▸ PROBLEM
Return every line of the data exactly as it appears.

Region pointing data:
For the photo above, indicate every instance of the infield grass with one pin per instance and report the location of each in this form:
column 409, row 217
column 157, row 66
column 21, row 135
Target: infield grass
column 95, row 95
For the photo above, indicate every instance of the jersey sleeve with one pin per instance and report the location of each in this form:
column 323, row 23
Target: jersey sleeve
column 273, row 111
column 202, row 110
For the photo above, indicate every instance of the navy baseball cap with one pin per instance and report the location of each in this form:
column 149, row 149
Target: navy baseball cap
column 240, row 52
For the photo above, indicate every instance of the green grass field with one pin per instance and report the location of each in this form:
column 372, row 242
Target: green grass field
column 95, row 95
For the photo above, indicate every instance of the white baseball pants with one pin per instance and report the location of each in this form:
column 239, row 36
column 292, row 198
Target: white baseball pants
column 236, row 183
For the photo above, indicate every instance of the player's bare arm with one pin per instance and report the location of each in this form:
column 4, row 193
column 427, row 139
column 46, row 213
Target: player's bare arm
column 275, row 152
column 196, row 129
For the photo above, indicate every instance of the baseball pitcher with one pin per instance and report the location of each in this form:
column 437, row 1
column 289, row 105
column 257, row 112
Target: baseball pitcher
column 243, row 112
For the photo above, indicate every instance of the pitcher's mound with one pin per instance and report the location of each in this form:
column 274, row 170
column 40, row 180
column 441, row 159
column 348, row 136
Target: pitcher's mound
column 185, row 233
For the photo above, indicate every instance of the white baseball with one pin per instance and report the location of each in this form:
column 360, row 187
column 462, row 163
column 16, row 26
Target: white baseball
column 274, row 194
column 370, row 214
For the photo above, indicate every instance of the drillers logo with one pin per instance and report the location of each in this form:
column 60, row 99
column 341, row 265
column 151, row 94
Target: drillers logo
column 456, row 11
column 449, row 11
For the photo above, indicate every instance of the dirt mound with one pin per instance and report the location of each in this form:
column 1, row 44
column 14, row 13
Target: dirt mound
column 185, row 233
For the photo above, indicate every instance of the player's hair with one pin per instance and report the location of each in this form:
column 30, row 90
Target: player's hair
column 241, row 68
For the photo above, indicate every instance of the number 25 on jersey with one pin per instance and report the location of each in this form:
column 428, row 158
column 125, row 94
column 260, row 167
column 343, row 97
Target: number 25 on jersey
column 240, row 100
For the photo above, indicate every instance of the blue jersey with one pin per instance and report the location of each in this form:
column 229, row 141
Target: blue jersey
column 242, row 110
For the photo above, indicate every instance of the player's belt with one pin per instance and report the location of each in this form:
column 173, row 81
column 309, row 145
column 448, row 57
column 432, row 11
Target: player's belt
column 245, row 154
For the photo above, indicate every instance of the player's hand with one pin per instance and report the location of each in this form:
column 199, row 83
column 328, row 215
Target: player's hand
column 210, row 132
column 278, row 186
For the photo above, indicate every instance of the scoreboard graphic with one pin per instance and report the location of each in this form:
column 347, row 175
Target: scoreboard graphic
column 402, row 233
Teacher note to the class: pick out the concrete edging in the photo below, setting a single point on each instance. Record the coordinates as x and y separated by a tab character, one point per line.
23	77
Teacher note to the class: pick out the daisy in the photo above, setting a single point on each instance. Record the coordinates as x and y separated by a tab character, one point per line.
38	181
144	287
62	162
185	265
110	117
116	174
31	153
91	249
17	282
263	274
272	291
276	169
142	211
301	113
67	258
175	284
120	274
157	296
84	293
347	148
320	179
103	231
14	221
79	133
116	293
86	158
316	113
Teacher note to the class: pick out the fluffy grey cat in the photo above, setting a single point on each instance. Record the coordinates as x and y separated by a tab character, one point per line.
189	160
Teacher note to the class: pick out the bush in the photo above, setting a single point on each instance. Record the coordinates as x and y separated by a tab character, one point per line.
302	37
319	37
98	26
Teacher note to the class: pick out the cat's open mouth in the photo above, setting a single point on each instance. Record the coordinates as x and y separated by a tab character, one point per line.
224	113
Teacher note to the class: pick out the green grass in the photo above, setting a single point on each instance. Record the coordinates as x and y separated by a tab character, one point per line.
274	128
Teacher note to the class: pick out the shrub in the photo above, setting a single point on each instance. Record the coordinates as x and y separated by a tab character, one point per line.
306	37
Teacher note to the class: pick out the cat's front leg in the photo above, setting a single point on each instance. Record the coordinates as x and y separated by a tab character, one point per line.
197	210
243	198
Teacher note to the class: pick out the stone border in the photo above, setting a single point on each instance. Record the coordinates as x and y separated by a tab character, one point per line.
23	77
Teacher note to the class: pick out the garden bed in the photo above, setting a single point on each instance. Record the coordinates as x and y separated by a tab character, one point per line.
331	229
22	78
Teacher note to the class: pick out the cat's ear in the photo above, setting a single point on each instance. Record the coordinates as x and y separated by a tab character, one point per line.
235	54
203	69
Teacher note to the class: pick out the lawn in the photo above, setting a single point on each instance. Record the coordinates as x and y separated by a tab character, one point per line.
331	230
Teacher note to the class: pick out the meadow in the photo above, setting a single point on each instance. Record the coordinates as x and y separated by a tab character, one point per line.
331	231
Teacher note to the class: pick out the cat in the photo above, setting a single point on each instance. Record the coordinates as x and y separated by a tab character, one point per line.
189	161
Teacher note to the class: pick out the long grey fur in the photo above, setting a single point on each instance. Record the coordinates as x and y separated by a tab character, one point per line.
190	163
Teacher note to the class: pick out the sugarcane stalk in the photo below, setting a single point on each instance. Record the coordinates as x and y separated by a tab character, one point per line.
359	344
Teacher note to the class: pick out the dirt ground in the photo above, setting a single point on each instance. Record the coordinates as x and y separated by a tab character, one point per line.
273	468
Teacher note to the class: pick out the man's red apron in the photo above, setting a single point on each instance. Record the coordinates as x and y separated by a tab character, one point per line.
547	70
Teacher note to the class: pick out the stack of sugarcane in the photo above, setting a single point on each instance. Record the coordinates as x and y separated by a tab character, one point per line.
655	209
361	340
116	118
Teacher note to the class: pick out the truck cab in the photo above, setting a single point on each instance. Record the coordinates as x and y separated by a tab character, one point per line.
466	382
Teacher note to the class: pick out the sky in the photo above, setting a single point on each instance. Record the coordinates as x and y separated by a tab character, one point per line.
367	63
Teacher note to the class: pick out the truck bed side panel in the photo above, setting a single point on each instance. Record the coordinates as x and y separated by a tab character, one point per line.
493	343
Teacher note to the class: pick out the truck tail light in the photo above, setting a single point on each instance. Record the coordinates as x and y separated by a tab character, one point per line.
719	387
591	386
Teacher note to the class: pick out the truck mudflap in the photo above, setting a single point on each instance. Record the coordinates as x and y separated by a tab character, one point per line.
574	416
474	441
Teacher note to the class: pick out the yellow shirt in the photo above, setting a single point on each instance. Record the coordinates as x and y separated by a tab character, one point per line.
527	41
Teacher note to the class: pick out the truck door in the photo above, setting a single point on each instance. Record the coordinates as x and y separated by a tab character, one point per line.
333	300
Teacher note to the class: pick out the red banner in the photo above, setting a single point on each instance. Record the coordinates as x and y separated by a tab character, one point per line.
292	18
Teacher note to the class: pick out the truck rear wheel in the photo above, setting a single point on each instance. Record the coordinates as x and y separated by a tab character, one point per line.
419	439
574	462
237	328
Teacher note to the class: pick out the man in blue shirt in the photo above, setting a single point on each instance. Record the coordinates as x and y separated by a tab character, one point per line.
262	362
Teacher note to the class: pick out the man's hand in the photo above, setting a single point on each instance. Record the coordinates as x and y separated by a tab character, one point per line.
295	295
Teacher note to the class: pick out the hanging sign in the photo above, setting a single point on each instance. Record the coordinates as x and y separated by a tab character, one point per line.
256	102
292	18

▸ OUTPUT FOR THIS EXERCISE
For the photo above, indicate every instance of the infield grass with one pin per instance and report the location of each in this form:
column 409, row 217
column 157, row 66
column 21, row 135
Target: infield grass
column 95, row 95
For the photo above, indicate every instance of the jersey sleeve with one pin per instance and report the location of each in this form:
column 323, row 23
Target: jersey sleeve
column 273, row 111
column 202, row 110
For the photo above, indicate every instance of the navy baseball cap with one pin per instance and report the location of each in this form:
column 149, row 149
Target: navy baseball cap
column 240, row 52
For the photo above, indicate every instance of the green grass field with one pin per instance and report the location of each in this form:
column 372, row 242
Target: green grass field
column 95, row 95
For the photo above, indicate every instance of the white baseball pants with one pin per instance and report the location of each in this form:
column 239, row 36
column 292, row 198
Target: white baseball pants
column 236, row 183
For the photo above, indicate every instance of the player's bare arm with one pin per instance and report the location of each in this form:
column 4, row 193
column 427, row 139
column 46, row 213
Target: player's bare arm
column 275, row 152
column 196, row 129
For the photo above, indicate every instance of the baseball pitcher with one pin per instance and report the location of each in this form:
column 437, row 1
column 289, row 105
column 257, row 112
Target: baseball pitcher
column 243, row 112
For the photo above, indicate every instance of the pitcher's mound with one pin per instance and report the location of each in this form:
column 274, row 170
column 40, row 180
column 441, row 159
column 348, row 136
Target: pitcher's mound
column 185, row 233
For the photo above, indicate every instance of the white baseball with one pin per instance and report the location of each in this form:
column 360, row 187
column 462, row 163
column 16, row 26
Target: white baseball
column 274, row 194
column 370, row 214
For the photo above, indicate every instance of the drillers logo with one pin per instance and report the location of each in this form:
column 60, row 99
column 341, row 265
column 151, row 94
Target: drillers logo
column 456, row 11
column 449, row 11
For the photo above, indicate every instance of the dirt mound with one pin per instance and report the location of each in this form:
column 1, row 44
column 14, row 13
Target: dirt mound
column 185, row 233
For the photo above, indicate every instance of the player's hair with one pin per instance and report the location of each in this form:
column 30, row 90
Target: player's hair
column 241, row 68
For the photo above, indicate every instance of the number 25 on jersey with one pin per instance and report the location of each in this form:
column 428, row 158
column 125, row 94
column 260, row 167
column 343, row 97
Target: number 25 on jersey
column 240, row 100
For the photo above, indicate every instance of the blue jersey with one pin per instance and report the location of each in this form:
column 229, row 141
Target: blue jersey
column 242, row 110
For the photo above, indicate every instance of the player's belt with one pin per instance and report the location of each in this form:
column 173, row 81
column 309, row 145
column 448, row 57
column 432, row 11
Target: player's belt
column 245, row 154
For the photo above, indicate every instance of the player's hand with one pin per instance and report the location of each in this form:
column 199, row 83
column 328, row 215
Target: player's hand
column 210, row 132
column 278, row 186
For the photo above, indicate every instance of the scoreboard graphic with one pin per instance and report the location of each in this form:
column 347, row 175
Target: scoreboard graphic
column 402, row 233
Teacher note to the class: pick out the concrete edging in the photo below, setting a single point on each instance. Record the coordinates as x and y separated by a tab character, one point per line.
23	77
Teacher note to the class: pick out the daisy in the photo above, setting a single point on each instance. Record the coordinates as x and y separated by a tab character, one point per line.
38	181
144	287
62	162
185	265
110	117
116	174
31	153
91	249
17	282
263	274
272	291
276	169
142	211
301	113
67	258
175	284
120	274
157	296
84	293
347	148
320	179
103	231
14	221
79	133
116	293
86	158
316	113
Teacher note to the class: pick out the fluffy grey cat in the photo above, setting a single point on each instance. Record the coordinates as x and y separated by a tab character, one point per line.
189	160
Teacher note to the class: pick out the bush in the photo above, setting a single point on each instance. Record the coordinates as x and y separated by a tab character, one point per line.
302	37
319	37
98	26
Teacher note to the class: pick out the cat's open mouth in the photo above, setting a single point on each instance. Record the coordinates as x and y separated by a tab character, one point per line.
224	113
Teacher note to the class: pick out the green grass in the photo above, setting a single point on each instance. Record the coordinates as x and y separated by a tab character, one point per line.
274	128
Teacher note to the class: pick out the shrub in the photo above, setting a single point on each instance. Record the coordinates as x and y separated by a tab character, one point per line.
306	37
Teacher note to the class: pick out the cat's front leg in the photo above, setting a single point on each instance. Record the coordinates as x and y separated by a tab character, one point per line.
197	210
243	198
Teacher note to the class: pick out the stone border in the photo above, setting a single point on each instance. Record the coordinates as x and y separated by a tab character, one point per line.
23	77
Teacher note to the class: pick out the garden bed in the photo above, setting a single point on each instance. Record the coordinates as x and y separated by a tab character, one point per line.
331	229
22	78
Teacher note to the class: pick out the cat's ear in the photo above, setting a single point on each instance. Record the coordinates as x and y separated by a tab character, one point per line.
235	54
203	69
Teacher note to the class: pick out the lawn in the photo above, setting a single point on each instance. Record the coordinates as x and y separated by a tab character, one point per line.
331	230
Teacher note to the class: pick out the meadow in the photo above, setting a single point on each instance. Record the coordinates as x and y separated by a tab character, one point per line.
331	231
Teacher note to the class: pick out the cat in the photo above, setting a single point on each instance. Record the coordinates as x and y separated by a tab character, one point per line.
189	161
Teacher note to the class: pick out the long grey fur in the photo above, setting a single point on each instance. Record the coordinates as x and y separated by a tab character, one point per line.
190	163
Teacher note to the class: pick out the sugarcane stalk in the photo below, setting a single point on each instance. Record the coordinates as x and y separated by a tab character, one point per line.
359	344
Teacher note to the class: pick out the dirt ground in the photo above, setting a single point on each instance. Record the coordinates as x and y separated by a tab character, one point per line.
273	468
Teacher note to the class: pick out the man's red apron in the photo above, setting a single point on each instance. Record the coordinates as x and y separated by a tab character, one point per line.
547	70
Teacher note to the class: pick out the stack of sugarcane in the photo above, setting a single point on each instance. Record the coordinates as x and y separated by a tab character, one point per line.
655	209
361	340
116	118
Teacher note to the class: pick out the truck cab in the photo above, setting a single point on each instance. Record the coordinates as x and y separated by a tab character, one point per line.
466	382
Teacher note to the class: pick out the sky in the photo above, setting a single point on each instance. Record the coordinates as x and y separated by a tab character, one point per line.
367	63
Teacher note to the class: pick out the truck bed side panel in the photo above, setting a single point on each instance. Record the coordinates as x and y separated by a tab character, one point per line.
493	343
Teacher note to the class: pick out the truck tail light in the photo above, setting a single point on each instance. Record the coordinates as x and y separated by a tab character, one point per line.
719	387
591	386
Teacher note to the class: pick out the truck mudflap in the photo above, setting a single point on each instance. Record the coordinates as x and y separated by a tab character, one point per line.
574	416
474	441
Teacher note to the class: pick out the yellow shirt in the photo above, setting a single point on each instance. Record the coordinates as x and y separated by a tab character, one point per line.
527	41
Teacher note to the class: pick out the truck door in the photo above, setting a single point on each instance. Record the coordinates as x and y separated by a tab character, one point per line.
333	300
Teacher note to the class: pick out the red banner in the photo above, setting a single point on each instance. Record the coordinates as x and y separated by a tab character, one point per line.
292	18
Teacher note to the class: pick out the truck rear wheel in the photo above, setting a single point on each instance. Record the coordinates as x and y separated by a tab character, one point per line.
419	439
574	462
237	328
Teacher note to the class: pick out the man in blue shirt in the photo above, setting a single point on each instance. Record the coordinates as x and y separated by a tab character, one point per line.
262	362
Teacher note to the class: pick out the man's hand in the photo above, setting a single point on each instance. Record the coordinates as x and y separated by a tab character, one point per line.
295	295
Teacher note to the class: pick out the hanging sign in the photo above, setting a single point on each instance. Record the coordinates as x and y separated by a tab character, one point per line.
256	102
292	18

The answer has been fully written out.